# [REQUIRED WORK]
Copy the listing below with every "target" changed to "label" and nothing else altered, leaving out the pictures.
|---|
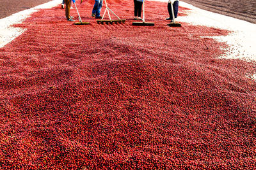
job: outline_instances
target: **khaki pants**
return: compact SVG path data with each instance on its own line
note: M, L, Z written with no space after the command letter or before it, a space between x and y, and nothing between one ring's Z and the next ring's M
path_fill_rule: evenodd
M71 7L71 0L65 0L65 3L66 4L66 18L68 20L70 18L70 11Z

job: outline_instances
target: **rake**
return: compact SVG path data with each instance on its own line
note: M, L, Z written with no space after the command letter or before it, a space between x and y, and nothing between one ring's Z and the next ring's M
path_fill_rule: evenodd
M143 6L142 22L132 22L132 25L136 25L136 26L154 26L154 25L155 25L155 23L154 23L154 22L145 22L144 1L145 1L145 0L143 0L143 4L142 4Z
M175 17L174 17L174 11L173 11L173 3L172 3L172 0L170 0L169 3L171 3L171 8L172 8L172 19L173 20L173 22L171 22L168 24L167 24L168 25L169 25L170 27L181 27L181 24L180 23L177 23L175 22Z
M106 4L106 10L103 14L102 18L101 18L101 20L96 20L97 23L102 24L103 24L104 23L106 23L106 24L108 24L109 23L110 23L111 24L113 24L113 23L121 24L121 23L124 23L125 22L125 20L121 20L109 8L108 8L106 0L105 0L105 4ZM113 14L114 14L115 16L116 16L116 17L118 18L118 20L111 20L111 17L110 17L109 11ZM103 20L104 17L105 17L105 14L106 14L106 11L108 11L108 17L109 18L109 20Z

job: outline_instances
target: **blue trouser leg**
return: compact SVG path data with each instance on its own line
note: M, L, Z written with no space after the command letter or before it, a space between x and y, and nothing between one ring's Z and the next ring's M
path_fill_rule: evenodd
M172 20L173 18L172 18L172 6L171 6L171 5L172 5L172 3L168 3L168 10L170 18L171 18ZM178 15L178 10L179 10L179 1L174 1L173 4L173 7L174 17L175 18L177 18L177 16Z
M102 7L102 0L95 0L93 8L92 9L92 13L96 13L96 17L100 16L101 8Z

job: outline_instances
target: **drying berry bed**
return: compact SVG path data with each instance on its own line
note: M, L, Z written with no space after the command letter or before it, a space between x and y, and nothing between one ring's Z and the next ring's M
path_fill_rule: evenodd
M229 32L169 27L152 1L155 26L132 26L133 2L109 3L124 24L97 24L93 1L87 25L44 9L0 48L1 169L253 169L255 64L202 38Z

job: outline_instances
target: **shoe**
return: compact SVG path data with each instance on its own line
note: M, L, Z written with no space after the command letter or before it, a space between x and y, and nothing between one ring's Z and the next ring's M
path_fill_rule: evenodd
M74 20L72 18L70 18L68 19L68 21L72 21L73 22Z

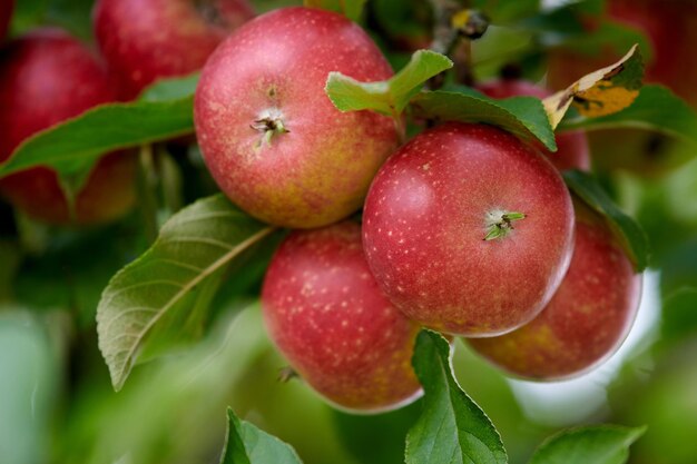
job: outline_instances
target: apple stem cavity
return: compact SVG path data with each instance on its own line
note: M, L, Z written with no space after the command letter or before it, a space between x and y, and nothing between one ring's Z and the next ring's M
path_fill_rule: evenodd
M503 238L514 229L513 223L524 219L527 215L518 211L494 210L487 214L487 235L484 241Z
M271 141L275 135L289 132L283 121L283 113L277 108L264 111L259 116L259 119L256 119L251 127L263 134L262 139L255 146L257 150L264 145L271 147Z

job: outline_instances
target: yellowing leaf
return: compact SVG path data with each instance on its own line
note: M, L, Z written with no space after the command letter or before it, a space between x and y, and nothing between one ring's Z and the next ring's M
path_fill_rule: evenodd
M639 96L642 77L644 62L635 45L616 63L586 75L542 100L550 125L556 128L571 105L588 118L621 111Z

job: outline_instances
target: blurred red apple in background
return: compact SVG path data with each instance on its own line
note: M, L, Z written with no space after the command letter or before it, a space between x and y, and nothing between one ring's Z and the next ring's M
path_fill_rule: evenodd
M445 124L414 137L373 180L363 210L369 265L408 317L493 336L537 316L573 246L559 172L511 134Z
M18 38L0 51L0 161L27 137L115 99L105 67L57 29ZM56 172L37 167L0 180L0 194L30 217L53 224L104 223L135 200L134 158L102 158L79 191L71 217Z
M516 376L559 381L586 373L619 348L637 314L641 276L606 220L579 201L575 208L573 258L551 302L510 334L469 340Z
M361 207L395 148L392 119L334 107L324 91L331 71L392 76L363 29L307 8L249 21L206 63L196 134L220 189L252 216L293 228L335 223Z
M272 259L262 304L292 367L341 408L374 413L421 395L411 366L419 326L375 283L360 225L293 233Z
M477 86L477 89L491 98L509 98L509 97L537 97L544 99L552 95L551 91L543 87L536 86L532 82L520 79L500 79L483 82ZM534 144L552 165L559 170L565 169L590 169L590 154L588 149L588 139L586 134L580 130L572 132L562 132L557 135L557 151L552 152L544 148L541 144Z
M14 0L3 0L2 4L0 4L0 41L4 39L4 36L8 33L13 9Z
M121 97L131 99L157 79L200 69L253 16L247 0L99 0L95 36Z

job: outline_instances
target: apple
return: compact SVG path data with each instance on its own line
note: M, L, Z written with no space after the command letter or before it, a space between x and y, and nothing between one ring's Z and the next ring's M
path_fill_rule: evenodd
M509 98L509 97L537 97L544 99L552 95L551 91L543 87L536 86L532 82L520 79L500 79L483 82L477 86L477 89L491 98ZM541 144L534 144L534 147L542 151L552 165L559 170L565 169L590 169L590 152L588 149L588 139L581 130L562 132L557 135L557 151L552 152L544 148Z
M579 376L615 353L629 333L641 276L607 223L575 203L576 246L559 289L529 324L469 344L505 372L534 381Z
M0 4L0 41L2 41L8 33L13 9L14 0L3 0L2 4Z
M335 406L376 413L421 395L411 367L419 326L371 275L360 225L291 234L271 261L262 305L278 349Z
M99 0L95 36L121 97L131 99L157 79L199 70L253 16L247 0Z
M220 189L252 216L292 228L335 223L361 207L394 150L390 118L334 107L324 91L331 71L392 76L359 26L308 8L247 22L206 63L196 134Z
M106 68L66 32L42 29L12 40L0 52L0 162L27 137L114 99ZM0 194L46 223L105 223L135 201L134 161L120 152L104 157L76 198L75 217L47 167L0 179Z
M566 273L573 207L554 167L517 137L449 122L377 172L363 210L367 263L408 317L494 336L537 316Z

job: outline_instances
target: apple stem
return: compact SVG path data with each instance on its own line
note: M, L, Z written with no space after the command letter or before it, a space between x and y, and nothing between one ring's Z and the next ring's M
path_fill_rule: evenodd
|---|
# [ANSWER FOR THE TASK]
job: outline_instances
label: **khaki pants**
return: compact SVG path data with each instance on its own line
note: M, L, Z written with no space after the command letter or before it, a space between x and y, and nothing between one ring's Z and the next ring's M
path_fill_rule: evenodd
M71 7L71 0L65 0L65 3L66 4L66 18L68 20L70 18L70 11Z

job: outline_instances
label: **rake**
return: compact SVG path data with each instance on its own line
note: M, L, Z written with no space after the command letter or before it, a space between x and y, and nothing between one ring's Z and the next ring's M
path_fill_rule: evenodd
M143 6L142 22L132 22L132 25L136 25L136 26L154 26L154 25L155 25L155 23L154 23L154 22L145 22L144 1L145 1L145 0L143 0L143 4L142 4Z
M175 17L174 17L174 11L173 11L173 3L172 3L172 0L170 0L169 3L171 3L171 8L172 8L172 19L173 20L173 22L171 22L168 24L167 24L168 25L169 25L170 27L181 27L181 24L180 23L177 23L175 22Z
M106 4L106 10L103 14L102 18L101 18L101 20L96 20L97 23L102 24L103 24L104 23L106 23L106 24L108 24L109 23L110 23L111 24L113 24L113 23L121 24L121 23L124 23L125 22L125 20L121 20L109 8L108 8L106 0L105 0L105 4ZM113 14L114 14L115 16L116 16L116 17L118 18L118 20L111 20L111 17L110 17L109 11ZM103 20L104 17L105 17L105 14L106 14L106 11L108 11L108 17L109 18L109 20Z

job: outline_instances
label: **blue trouser leg**
return: compact SVG path data with each instance on its own line
note: M, L, Z written with no space after the command letter or before it, a space between x and y, and nothing between one ring's Z and the next ring's M
path_fill_rule: evenodd
M172 20L173 18L172 18L172 6L171 6L171 5L172 5L172 3L168 3L168 10L170 18L171 18ZM178 15L178 10L179 10L179 1L174 1L173 4L173 7L174 17L175 18L177 18L177 16Z
M102 7L102 0L95 0L93 8L92 9L92 13L96 13L96 17L100 16L101 8Z

job: outline_instances
label: **drying berry bed**
return: compact SVG path data with each instance on its own line
note: M, L, Z written with no space after the command letter or before it, a space between x and y, and nothing between one ring's Z and the next ring's M
path_fill_rule: evenodd
M229 32L169 27L152 1L155 26L132 26L133 2L109 3L124 24L97 24L93 1L87 25L44 9L0 48L1 169L253 169L255 64L202 38Z

job: outline_instances
label: **shoe**
return: compact SVG path data with each instance on its own line
note: M, L, Z written with no space after the command letter or before it, a space between x and y, and nothing between one ring's Z and the next ring's M
path_fill_rule: evenodd
M74 20L72 18L70 18L68 19L68 21L72 21L73 22Z

job: outline_instances
label: apple stem cavity
return: compact SVG path data with each instance on its own line
note: M, L, Z written with no space after the command letter or before it, a space between x and y, and nothing between one ring's Z and the next ring's M
path_fill_rule: evenodd
M503 238L514 229L513 223L524 219L527 215L518 211L494 210L487 214L487 235L484 241Z
M271 141L275 135L289 132L283 121L283 113L277 108L264 111L259 116L259 119L256 119L251 127L263 134L262 139L255 146L257 150L264 145L271 147Z

job: outline_instances
label: yellowing leaf
return: compact SVG path data with each instance on its own line
note: M, L, Z written with no space after the command letter or before it, a space between x and y, and nothing between one ring's Z and the next ring's M
path_fill_rule: evenodd
M639 96L642 77L644 62L635 45L616 63L586 75L542 100L550 125L556 128L571 105L588 118L621 111Z

job: outline_instances
label: blurred red apple in background
return: compact SVG path data with each instance on its own line
note: M, L, Z written with no space after the command letter or before it, a space between x and y, and nothing between one ring's Z and the next ring's M
path_fill_rule: evenodd
M445 124L414 137L373 180L363 210L369 265L408 317L493 336L537 316L573 246L559 172L511 134Z
M18 38L0 51L0 161L27 137L115 99L105 67L57 29ZM56 172L37 167L0 180L0 194L30 217L53 224L104 223L135 200L134 158L102 158L79 191L71 217Z
M516 376L559 381L586 373L619 348L637 314L641 276L606 220L579 201L575 208L573 258L551 302L510 334L469 340Z
M361 207L395 148L392 119L334 107L324 91L331 71L392 76L363 29L307 8L249 21L206 63L196 134L220 189L252 216L293 228L335 223Z
M272 259L262 304L292 367L341 408L374 413L421 395L411 366L419 326L375 283L360 225L293 233Z
M477 86L477 89L491 98L509 98L509 97L537 97L544 99L552 95L551 91L543 87L536 86L532 82L520 79L500 79L483 82ZM534 144L552 165L559 170L565 169L590 169L590 154L588 149L588 139L586 134L580 130L572 132L562 132L557 135L557 151L552 152L544 148L541 144Z
M14 0L3 0L2 4L0 4L0 41L4 39L4 36L8 33L13 9Z
M121 97L131 99L157 79L200 69L253 16L247 0L99 0L95 36Z

job: outline_instances
label: apple
return: compact SVG path data with each instance on its own line
note: M, L, Z written with no space after the command letter or before it, a space between x and y, and nothing between one ring's Z and the next ring's M
path_fill_rule: evenodd
M509 98L509 97L537 97L544 99L552 95L551 91L543 87L536 86L532 82L520 79L500 79L483 82L477 86L477 89L491 98ZM541 144L534 144L534 147L542 151L552 165L559 170L565 169L590 169L590 152L588 149L588 139L581 130L562 132L557 135L557 151L552 152L544 148Z
M579 376L615 353L629 333L641 276L607 223L575 203L576 246L559 289L529 324L469 344L505 372L534 381Z
M0 4L0 41L2 41L8 33L13 9L14 0L3 0L2 4Z
M335 406L376 413L421 395L411 367L419 326L371 275L360 225L291 234L271 261L262 305L278 349Z
M99 0L95 36L121 97L131 99L157 79L199 70L253 16L247 0Z
M220 189L252 216L292 228L335 223L361 207L394 150L390 118L334 107L324 91L331 71L392 76L359 26L308 8L247 22L206 63L196 134Z
M106 68L66 32L42 29L12 40L0 52L0 162L27 137L114 99ZM0 194L46 223L105 223L135 201L134 161L120 152L104 157L76 198L75 217L47 167L0 179Z
M566 273L573 207L554 167L517 137L449 122L377 172L363 210L367 263L408 317L494 336L537 316Z

job: outline_instances
label: apple stem
return: compact SVG path data with each instance on its own line
note: M, L, Z written with no space after the command letter or before it, a space between x and y, and nothing between one ring's Z and the next ring's M
path_fill_rule: evenodd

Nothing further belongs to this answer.